**EXERCISE**
Restate word for word the lines of the material below, from the line with "sample | x=94, y=15" to the line with "target | trackside barrier", both lines included, and no others.

**INFORMATION SHOWN**

----------

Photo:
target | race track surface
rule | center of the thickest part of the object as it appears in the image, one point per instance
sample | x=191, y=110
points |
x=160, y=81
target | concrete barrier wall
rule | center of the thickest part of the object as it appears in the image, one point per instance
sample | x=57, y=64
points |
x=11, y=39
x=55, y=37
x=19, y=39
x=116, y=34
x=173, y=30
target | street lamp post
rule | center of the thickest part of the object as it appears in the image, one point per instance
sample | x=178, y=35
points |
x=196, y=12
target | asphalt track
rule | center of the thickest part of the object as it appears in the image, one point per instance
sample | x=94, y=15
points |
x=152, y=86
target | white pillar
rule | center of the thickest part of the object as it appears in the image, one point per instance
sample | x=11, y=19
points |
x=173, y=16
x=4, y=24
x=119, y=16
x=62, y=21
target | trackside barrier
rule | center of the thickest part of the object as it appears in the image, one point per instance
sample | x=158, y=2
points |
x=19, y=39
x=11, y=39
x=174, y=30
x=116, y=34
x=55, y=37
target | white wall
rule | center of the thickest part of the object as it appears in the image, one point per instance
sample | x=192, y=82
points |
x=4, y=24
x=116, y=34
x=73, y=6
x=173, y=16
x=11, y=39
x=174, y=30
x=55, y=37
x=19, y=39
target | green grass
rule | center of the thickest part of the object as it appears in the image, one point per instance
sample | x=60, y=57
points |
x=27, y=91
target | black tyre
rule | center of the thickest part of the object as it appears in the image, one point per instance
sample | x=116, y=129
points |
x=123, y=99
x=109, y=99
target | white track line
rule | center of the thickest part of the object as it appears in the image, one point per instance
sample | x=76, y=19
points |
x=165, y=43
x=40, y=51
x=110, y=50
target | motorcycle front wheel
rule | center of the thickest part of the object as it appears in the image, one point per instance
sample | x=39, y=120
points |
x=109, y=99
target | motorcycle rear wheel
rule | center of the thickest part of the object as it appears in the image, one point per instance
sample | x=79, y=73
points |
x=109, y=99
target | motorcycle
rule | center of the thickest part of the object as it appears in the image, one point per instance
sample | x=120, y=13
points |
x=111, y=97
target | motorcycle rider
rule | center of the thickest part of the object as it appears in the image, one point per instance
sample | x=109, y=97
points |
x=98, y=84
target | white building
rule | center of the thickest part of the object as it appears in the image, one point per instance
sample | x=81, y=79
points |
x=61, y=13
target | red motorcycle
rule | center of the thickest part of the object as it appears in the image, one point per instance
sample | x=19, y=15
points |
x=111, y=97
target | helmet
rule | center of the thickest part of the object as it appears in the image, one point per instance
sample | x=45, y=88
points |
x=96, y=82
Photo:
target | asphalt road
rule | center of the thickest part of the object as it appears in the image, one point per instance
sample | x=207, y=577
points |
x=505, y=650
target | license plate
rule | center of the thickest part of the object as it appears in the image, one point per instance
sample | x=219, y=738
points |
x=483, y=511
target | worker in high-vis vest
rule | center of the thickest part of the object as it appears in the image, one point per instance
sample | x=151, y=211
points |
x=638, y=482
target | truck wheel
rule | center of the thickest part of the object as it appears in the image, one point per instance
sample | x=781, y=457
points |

----------

**RESPONSE**
sample | x=94, y=15
points |
x=152, y=86
target | white pillar
rule | center of the thickest part of the object as it appears in the image, one point per instance
sample | x=11, y=19
points |
x=173, y=16
x=4, y=24
x=119, y=16
x=62, y=21
target | trackside barrier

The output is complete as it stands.